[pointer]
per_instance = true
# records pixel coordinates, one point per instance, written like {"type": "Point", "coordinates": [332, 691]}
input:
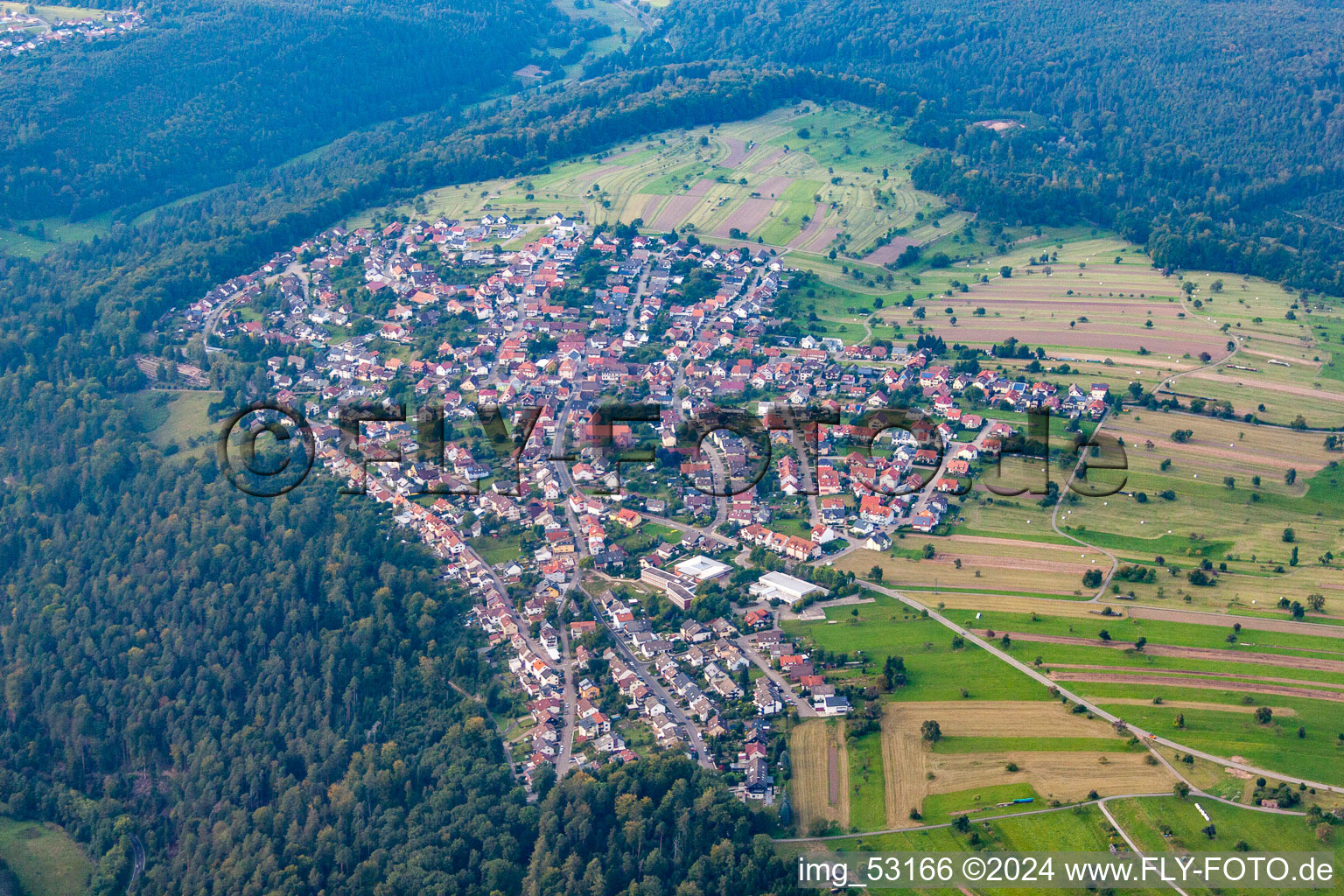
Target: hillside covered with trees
{"type": "Point", "coordinates": [1208, 130]}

(The task):
Please copy, exactly and only, the lines of the listing that run from the one holding "per_instance = true" through its last line, and exclude pictures.

(Written answer):
per_instance = true
# records pixel coordinates, one point per instance, written like {"type": "Point", "coordinates": [332, 691]}
input:
Target: hillside covered with trees
{"type": "Point", "coordinates": [1208, 130]}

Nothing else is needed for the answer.